> [Exercise]:
Copy out every one of the following items word for word, with each line unchanged and in its original order.

> [Data supplied]:

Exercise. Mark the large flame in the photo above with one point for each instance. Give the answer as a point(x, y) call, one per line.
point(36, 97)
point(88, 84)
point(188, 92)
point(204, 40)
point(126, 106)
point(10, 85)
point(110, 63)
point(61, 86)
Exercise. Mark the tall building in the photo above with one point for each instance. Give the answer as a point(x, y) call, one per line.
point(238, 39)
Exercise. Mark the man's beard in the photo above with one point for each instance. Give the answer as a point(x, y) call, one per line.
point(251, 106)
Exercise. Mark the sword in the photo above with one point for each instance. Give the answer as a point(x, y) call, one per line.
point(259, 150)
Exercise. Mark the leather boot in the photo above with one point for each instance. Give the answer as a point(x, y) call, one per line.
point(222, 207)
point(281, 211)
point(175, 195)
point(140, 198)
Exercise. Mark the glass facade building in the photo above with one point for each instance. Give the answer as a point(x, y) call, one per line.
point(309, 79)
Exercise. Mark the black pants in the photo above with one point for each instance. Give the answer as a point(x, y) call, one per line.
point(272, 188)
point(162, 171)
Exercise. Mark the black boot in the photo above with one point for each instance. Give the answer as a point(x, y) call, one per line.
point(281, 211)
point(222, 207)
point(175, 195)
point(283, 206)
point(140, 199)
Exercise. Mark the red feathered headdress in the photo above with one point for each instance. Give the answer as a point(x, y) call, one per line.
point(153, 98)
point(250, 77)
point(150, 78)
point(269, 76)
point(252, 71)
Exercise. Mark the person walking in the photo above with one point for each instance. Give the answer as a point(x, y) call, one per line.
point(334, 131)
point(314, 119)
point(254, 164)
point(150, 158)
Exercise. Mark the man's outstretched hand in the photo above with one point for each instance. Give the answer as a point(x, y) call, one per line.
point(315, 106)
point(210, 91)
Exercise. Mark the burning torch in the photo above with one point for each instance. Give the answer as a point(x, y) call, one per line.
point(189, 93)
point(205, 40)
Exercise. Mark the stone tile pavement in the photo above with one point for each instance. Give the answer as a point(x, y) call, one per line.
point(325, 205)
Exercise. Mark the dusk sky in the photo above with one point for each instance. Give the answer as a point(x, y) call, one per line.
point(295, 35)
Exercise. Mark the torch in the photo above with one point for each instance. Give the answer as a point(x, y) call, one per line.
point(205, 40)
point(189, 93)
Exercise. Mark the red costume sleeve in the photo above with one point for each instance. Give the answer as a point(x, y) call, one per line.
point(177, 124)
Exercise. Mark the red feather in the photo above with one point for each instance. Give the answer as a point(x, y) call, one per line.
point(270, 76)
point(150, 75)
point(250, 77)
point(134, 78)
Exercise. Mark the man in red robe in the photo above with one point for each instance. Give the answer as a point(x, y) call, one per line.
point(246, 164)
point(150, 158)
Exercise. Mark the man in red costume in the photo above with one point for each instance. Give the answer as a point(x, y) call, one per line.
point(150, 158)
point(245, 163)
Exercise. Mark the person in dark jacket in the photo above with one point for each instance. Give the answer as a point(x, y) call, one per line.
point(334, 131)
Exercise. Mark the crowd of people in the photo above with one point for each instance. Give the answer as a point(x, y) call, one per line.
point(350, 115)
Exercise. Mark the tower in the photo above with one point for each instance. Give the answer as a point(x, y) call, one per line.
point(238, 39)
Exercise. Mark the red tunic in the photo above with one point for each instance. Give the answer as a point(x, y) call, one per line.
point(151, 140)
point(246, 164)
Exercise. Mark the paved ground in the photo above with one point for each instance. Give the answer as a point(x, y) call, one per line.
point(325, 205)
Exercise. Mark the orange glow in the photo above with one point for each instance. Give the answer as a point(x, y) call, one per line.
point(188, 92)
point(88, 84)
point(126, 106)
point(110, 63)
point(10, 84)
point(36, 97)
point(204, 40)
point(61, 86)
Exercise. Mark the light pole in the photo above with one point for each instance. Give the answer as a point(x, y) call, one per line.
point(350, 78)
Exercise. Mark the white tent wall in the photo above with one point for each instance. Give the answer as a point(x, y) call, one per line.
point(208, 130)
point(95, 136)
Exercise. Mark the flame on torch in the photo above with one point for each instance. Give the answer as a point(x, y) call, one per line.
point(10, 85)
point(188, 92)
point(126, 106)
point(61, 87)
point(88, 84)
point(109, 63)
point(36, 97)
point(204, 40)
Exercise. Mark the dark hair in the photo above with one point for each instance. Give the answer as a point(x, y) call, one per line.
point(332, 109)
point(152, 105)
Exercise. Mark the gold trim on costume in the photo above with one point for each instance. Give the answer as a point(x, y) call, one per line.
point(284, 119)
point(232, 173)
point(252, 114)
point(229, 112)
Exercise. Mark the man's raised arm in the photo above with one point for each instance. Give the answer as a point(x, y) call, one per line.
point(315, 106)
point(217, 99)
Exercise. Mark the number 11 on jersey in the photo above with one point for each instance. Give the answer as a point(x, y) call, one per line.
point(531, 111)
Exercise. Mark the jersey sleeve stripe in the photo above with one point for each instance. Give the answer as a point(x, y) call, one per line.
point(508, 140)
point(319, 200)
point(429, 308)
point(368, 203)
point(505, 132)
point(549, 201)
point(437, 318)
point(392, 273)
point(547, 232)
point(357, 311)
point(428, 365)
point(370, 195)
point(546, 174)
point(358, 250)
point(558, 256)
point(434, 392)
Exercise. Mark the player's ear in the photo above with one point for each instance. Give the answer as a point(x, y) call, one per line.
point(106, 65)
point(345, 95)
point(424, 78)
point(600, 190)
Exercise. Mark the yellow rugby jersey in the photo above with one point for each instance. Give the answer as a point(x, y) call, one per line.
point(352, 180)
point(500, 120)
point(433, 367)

> [Expected output]:
Exercise. Mark the large flame in the photo above with one point for each instance. Give the answer as a point(x, y) call, one per line.
point(36, 97)
point(88, 84)
point(188, 92)
point(204, 40)
point(126, 106)
point(10, 85)
point(110, 63)
point(61, 86)
Exercise. Mark the tall building in the photo above with one point for each instance. Give the answer as a point(x, y) call, one per line.
point(238, 39)
Exercise. Mark the man's beard in the photo above with one point for each instance. Give the answer as a point(x, y) call, one per line.
point(251, 106)
Exercise. Mark the sword in the photo above with one point for each instance. Give the answer as a point(x, y) call, one per line.
point(259, 150)
Exercise. Mark the leather boot in the photo above with one point for each instance. Give the answer as a point(x, y) call, one per line.
point(222, 207)
point(281, 211)
point(175, 195)
point(140, 198)
Exercise. Mark the glass facade building in the photo above with one point for each instance. Give the answer as a point(x, y) call, one per line.
point(309, 79)
Exercise. Mark the black pants in the photo above with one point for each instance. Give the answer as a point(x, y) call, one per line.
point(272, 188)
point(162, 171)
Exercise. Mark the black boot in the photo above with one point for each instance. Give the answer as a point(x, y) call, one per line.
point(281, 211)
point(222, 207)
point(175, 195)
point(283, 206)
point(140, 199)
Exercise. Mark the red feathered headdress in the photo above with one point for each instance. Give the answer as a point(x, y) call, one per line.
point(153, 98)
point(250, 77)
point(150, 78)
point(269, 76)
point(252, 71)
Exercise. Mark the person walking in the photo above with one point for each instance. Give the answer as a point(x, y) call, one per line.
point(334, 131)
point(314, 119)
point(254, 164)
point(150, 158)
Exercise. Mark the man's outstretched hand in the photo above with one point for each instance. Give the answer as a point(x, y) call, one per line.
point(315, 106)
point(210, 91)
Exercise. Mark the burning torch in the photo above with one point for each instance. Give the answer as a point(x, y) call, one per line.
point(189, 93)
point(205, 40)
Exercise. Mark the stone tile pavement in the photo above with one point for each instance. Give the answer as a point(x, y) call, one per line.
point(325, 205)
Exercise. Mark the dusk sky in the photo above with one point for each instance. Give the answer as a point(x, y) call, one per line.
point(295, 35)
Exercise. Mark the torch in the photo above with one point for each instance. Give the answer as a point(x, y) call, one per line.
point(205, 40)
point(189, 93)
Exercise. Mark the red costume sleeve in the photo above with one point for each instance. Give the answer as a point(x, y) call, one per line.
point(177, 124)
Exercise. Mark the red feather in the photo above with one point for each instance. Give the answer as a point(x, y) call, one per line.
point(270, 76)
point(150, 75)
point(250, 77)
point(134, 78)
Exercise. Mark the man in red robe in the photo above with one point for each instance. Give the answer as a point(x, y) call, one per line.
point(246, 164)
point(150, 158)
Exercise. Mark the man in red costume in the photo above with one point for each instance. Give the answer as a point(x, y) call, one per line.
point(150, 158)
point(245, 163)
Exercise. Mark the person in dark jacket in the photo above with one point for each instance. Give the answer as a point(x, y) call, one per line.
point(334, 131)
Exercise. Mark the crowd of people in the photo above with one point for each instance. Give the answer as a point(x, y) call, one per line.
point(350, 115)
Exercise. Mark the tower in the photo above with one point for each instance. Give the answer as a point(x, y) call, one per line.
point(238, 39)
Exercise. Mark the red tunic in the photo above with one point for each instance. Give the answer as a point(x, y) call, one per line.
point(151, 140)
point(246, 164)
Exercise. Mark the paved ground in the photo above with one point for each instance. Give the answer as a point(x, y) call, one per line.
point(325, 205)
Exercise. Mark the orange glow in the photo above with one point for each instance. Give the answer as a point(x, y) call, one per line.
point(188, 92)
point(88, 84)
point(126, 106)
point(110, 63)
point(10, 84)
point(36, 97)
point(204, 40)
point(61, 86)
Exercise. Mark the light pole in the photo above with one point for each instance. Give the answer as a point(x, y) call, one per line.
point(350, 78)
Exercise. Mark the white tent wall in the photo above with one point for each instance. Give the answer as a point(x, y) call, one per line.
point(208, 130)
point(95, 136)
Exercise. Mark the flame on torch in the photo above with one point for each instance. Give the answer as a point(x, y) call, one per line.
point(10, 85)
point(188, 92)
point(126, 106)
point(61, 87)
point(88, 84)
point(109, 63)
point(36, 97)
point(204, 40)
Exercise. Mark the dark hair in the photo above with one point for each instance. Give the answer as a point(x, y) call, one per line.
point(332, 109)
point(152, 105)
Exercise. Mark the gold trim on costume in the photo above with one point for each instance. Give the answer as a point(x, y) call, one per line.
point(284, 119)
point(232, 173)
point(252, 114)
point(229, 112)
Exercise. Mark the man's raised arm in the photo above with one point for each instance. Give the answer as a point(x, y) call, one per line.
point(315, 106)
point(217, 99)
Exercise. Mark the number 11 on jersey in the photo above with one point for each instance. Give the answer as a point(x, y) call, one per line.
point(531, 111)
Exercise. Mark the jersey sleeve stripe in the photo above with one point for each instance. Give the answer as a point(x, y) call, one per line.
point(508, 140)
point(319, 200)
point(429, 308)
point(368, 203)
point(505, 132)
point(549, 201)
point(437, 318)
point(392, 273)
point(547, 232)
point(357, 311)
point(428, 365)
point(370, 195)
point(546, 174)
point(358, 250)
point(558, 256)
point(434, 392)
Exercise. Mark the player's ear in the photo above with one point for each instance. Give the answer as a point(x, y) call, one per line.
point(106, 65)
point(345, 95)
point(424, 78)
point(600, 190)
Exercise. Mark the yellow rugby jersey in the photo above with one point for each instance. Give the answer as a point(x, y) call, one per line.
point(352, 180)
point(500, 120)
point(433, 367)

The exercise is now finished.